==== INPUT RECORDS

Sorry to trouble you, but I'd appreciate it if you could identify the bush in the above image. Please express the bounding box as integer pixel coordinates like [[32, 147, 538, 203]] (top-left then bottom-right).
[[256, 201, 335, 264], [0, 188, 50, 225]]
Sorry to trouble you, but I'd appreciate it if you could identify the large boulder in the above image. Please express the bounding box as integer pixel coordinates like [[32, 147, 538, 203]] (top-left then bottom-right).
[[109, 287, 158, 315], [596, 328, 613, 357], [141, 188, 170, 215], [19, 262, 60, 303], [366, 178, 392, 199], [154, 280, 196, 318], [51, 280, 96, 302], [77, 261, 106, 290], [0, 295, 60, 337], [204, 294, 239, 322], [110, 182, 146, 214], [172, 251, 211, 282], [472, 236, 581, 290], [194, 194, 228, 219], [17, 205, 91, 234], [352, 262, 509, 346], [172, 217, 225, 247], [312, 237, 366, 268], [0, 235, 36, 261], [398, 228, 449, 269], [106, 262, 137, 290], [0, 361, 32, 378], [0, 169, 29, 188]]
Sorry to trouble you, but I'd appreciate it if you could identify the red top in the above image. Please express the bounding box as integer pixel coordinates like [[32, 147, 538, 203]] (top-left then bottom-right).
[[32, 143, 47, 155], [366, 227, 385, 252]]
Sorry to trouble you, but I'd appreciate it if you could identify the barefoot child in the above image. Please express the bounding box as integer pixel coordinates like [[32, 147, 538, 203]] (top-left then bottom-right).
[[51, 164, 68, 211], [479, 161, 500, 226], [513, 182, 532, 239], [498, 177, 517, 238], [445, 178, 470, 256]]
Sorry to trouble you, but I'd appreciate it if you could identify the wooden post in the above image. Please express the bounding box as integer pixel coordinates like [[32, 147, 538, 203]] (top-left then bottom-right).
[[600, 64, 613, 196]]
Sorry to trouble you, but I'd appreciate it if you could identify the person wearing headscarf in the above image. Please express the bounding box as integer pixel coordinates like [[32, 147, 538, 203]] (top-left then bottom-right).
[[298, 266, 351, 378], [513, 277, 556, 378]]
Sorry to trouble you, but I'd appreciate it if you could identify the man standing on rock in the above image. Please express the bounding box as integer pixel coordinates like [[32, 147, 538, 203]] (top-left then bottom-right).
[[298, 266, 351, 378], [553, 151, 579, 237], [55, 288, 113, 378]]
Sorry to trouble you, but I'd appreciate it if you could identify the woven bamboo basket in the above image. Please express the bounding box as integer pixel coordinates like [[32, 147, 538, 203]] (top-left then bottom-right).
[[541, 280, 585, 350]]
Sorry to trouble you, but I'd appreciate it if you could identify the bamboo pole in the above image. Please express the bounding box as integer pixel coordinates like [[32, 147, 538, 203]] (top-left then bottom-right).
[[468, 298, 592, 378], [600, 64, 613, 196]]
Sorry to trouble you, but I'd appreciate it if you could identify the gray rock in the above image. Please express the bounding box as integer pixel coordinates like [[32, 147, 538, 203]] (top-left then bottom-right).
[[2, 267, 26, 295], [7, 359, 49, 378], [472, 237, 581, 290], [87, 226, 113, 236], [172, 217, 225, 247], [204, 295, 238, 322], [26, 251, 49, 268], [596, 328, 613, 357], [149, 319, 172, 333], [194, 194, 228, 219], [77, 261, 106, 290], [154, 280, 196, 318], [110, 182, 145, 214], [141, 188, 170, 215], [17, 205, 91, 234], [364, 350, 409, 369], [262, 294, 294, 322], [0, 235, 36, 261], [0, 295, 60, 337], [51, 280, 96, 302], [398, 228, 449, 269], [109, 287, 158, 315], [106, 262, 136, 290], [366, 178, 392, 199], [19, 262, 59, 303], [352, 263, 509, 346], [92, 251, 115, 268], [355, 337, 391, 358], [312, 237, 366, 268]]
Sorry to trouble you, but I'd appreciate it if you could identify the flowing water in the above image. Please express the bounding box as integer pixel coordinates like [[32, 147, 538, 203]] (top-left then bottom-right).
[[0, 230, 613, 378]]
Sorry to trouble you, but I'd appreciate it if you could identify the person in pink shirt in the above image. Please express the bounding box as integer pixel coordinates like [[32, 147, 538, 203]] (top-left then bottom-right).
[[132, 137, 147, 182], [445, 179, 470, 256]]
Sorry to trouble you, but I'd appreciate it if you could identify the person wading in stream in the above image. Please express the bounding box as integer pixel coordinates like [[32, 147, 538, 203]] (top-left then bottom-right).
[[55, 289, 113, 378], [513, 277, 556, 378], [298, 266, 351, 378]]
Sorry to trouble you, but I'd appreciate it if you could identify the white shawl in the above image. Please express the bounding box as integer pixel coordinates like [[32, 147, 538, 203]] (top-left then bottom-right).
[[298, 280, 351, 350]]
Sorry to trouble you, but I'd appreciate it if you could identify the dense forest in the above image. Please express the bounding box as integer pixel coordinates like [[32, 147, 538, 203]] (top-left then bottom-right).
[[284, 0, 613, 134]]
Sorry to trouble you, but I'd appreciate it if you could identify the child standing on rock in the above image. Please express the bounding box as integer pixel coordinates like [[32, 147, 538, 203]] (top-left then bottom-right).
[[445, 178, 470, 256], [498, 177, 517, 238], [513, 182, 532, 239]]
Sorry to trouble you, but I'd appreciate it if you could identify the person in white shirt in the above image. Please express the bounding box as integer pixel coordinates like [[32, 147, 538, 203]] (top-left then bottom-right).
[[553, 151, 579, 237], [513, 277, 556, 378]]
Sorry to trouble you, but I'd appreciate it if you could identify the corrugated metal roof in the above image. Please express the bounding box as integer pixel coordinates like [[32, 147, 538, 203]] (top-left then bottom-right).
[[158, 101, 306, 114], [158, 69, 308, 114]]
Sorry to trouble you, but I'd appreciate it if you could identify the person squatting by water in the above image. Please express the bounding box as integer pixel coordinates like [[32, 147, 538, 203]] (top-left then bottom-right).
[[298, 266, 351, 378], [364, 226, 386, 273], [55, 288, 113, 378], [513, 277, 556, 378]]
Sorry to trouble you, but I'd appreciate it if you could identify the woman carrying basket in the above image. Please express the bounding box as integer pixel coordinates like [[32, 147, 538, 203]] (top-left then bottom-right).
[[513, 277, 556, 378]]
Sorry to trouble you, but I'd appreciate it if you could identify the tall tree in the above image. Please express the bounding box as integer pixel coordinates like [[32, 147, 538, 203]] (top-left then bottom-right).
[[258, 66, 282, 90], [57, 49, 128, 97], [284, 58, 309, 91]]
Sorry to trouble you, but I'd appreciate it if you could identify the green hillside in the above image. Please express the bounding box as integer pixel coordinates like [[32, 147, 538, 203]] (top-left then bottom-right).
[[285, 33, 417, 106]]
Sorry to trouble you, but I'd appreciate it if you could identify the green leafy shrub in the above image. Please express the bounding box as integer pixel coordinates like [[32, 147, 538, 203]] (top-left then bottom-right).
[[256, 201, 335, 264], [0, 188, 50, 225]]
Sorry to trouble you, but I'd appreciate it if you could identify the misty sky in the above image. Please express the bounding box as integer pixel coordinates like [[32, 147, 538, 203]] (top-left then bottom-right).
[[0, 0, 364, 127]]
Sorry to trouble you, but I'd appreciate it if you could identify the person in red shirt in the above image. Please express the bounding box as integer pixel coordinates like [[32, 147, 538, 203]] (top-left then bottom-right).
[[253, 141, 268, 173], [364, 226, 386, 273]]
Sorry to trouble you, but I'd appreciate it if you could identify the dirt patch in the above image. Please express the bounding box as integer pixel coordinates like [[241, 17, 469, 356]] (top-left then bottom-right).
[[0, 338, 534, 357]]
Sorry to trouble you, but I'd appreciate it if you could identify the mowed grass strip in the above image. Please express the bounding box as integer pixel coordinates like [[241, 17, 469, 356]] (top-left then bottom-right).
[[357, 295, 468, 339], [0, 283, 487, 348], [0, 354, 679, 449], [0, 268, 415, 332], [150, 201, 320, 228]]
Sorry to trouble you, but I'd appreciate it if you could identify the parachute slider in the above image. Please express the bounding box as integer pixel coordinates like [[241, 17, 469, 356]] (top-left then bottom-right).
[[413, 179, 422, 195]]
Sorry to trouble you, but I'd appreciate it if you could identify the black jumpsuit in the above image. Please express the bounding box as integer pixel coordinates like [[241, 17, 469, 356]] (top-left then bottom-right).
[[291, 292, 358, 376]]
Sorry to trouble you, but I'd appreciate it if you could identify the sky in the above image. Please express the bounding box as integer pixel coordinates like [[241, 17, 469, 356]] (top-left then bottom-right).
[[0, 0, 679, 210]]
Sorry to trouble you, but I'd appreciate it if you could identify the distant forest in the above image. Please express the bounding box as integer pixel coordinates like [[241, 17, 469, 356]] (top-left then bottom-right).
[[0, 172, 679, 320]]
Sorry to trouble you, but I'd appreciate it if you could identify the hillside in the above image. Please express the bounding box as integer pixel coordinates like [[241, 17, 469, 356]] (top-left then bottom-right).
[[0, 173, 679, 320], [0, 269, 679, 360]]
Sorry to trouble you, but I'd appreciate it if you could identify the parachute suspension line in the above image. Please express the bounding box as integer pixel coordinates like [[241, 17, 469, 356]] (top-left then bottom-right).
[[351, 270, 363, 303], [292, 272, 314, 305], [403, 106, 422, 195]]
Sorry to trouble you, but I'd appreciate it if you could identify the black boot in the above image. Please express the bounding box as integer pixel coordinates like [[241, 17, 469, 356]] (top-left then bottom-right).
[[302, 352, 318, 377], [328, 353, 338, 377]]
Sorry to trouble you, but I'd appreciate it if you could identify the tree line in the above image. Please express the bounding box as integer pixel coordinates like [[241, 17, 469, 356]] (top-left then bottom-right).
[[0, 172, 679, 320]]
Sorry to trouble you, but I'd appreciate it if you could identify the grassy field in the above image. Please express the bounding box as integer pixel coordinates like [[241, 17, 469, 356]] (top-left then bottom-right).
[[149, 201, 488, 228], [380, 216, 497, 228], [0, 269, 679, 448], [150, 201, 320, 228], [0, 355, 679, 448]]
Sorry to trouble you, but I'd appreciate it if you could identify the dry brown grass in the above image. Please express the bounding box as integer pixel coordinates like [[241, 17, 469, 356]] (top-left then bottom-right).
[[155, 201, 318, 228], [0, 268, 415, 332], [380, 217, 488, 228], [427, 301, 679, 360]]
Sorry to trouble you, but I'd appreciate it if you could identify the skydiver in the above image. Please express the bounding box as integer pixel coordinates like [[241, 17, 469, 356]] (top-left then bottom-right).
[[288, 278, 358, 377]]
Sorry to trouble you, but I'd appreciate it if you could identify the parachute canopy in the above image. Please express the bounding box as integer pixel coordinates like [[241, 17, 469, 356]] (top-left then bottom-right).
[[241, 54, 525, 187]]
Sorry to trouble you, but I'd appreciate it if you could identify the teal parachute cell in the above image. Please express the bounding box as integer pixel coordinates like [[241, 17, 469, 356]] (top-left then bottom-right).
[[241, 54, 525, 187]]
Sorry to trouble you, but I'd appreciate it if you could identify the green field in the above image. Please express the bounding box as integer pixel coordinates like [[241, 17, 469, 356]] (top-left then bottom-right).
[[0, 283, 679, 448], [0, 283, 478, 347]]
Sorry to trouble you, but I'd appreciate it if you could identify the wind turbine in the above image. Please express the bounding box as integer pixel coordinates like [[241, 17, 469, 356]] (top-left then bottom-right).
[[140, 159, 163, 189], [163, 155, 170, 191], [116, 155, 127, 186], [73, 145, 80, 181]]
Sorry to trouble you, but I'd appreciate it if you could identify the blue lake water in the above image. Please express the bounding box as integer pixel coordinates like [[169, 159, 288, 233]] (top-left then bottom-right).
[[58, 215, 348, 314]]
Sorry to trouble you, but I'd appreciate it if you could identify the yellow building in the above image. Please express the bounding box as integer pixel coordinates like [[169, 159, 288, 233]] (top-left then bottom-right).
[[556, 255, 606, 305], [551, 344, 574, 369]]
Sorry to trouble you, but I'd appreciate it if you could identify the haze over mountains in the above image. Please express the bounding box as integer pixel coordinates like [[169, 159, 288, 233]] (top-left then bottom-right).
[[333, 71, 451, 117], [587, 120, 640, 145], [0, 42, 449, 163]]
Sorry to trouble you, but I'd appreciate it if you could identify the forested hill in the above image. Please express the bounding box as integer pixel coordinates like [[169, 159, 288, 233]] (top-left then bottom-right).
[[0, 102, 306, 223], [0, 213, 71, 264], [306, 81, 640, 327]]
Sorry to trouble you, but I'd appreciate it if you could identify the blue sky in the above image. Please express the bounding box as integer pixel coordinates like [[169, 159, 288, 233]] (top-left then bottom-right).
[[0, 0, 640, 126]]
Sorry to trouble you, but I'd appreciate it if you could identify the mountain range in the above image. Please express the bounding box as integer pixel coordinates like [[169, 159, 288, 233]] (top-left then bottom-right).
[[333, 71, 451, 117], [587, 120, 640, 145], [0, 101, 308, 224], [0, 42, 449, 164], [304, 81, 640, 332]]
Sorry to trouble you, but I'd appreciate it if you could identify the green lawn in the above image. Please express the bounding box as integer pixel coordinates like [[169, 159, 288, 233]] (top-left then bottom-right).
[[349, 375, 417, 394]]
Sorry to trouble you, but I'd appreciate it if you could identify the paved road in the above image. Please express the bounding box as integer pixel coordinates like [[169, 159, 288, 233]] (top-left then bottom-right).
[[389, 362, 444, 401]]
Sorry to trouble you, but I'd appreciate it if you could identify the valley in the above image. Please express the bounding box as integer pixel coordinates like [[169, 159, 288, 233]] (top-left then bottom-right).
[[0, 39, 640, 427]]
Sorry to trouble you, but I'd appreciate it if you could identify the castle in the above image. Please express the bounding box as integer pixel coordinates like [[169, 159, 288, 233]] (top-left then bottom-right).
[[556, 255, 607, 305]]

========

TO DO — Please turn the records above, starting with the line with "identify the mowed" and going on through the line with "201, 320, 228]]", into a two-column CSV with the headers request and answer, one row per request. Put each value in a single quoted field and replace any line breaks with spaces.

SOLUTION —
request,answer
"Sorry to trouble you, but I'd appreciate it if you could identify the mowed grass strip in the above image. Please express the bounding box as integer pixel coordinates like [[241, 17, 469, 356]] (top-left then bottom-right).","[[357, 295, 468, 339], [0, 283, 487, 348], [0, 354, 679, 449], [0, 268, 415, 332], [150, 201, 320, 228]]"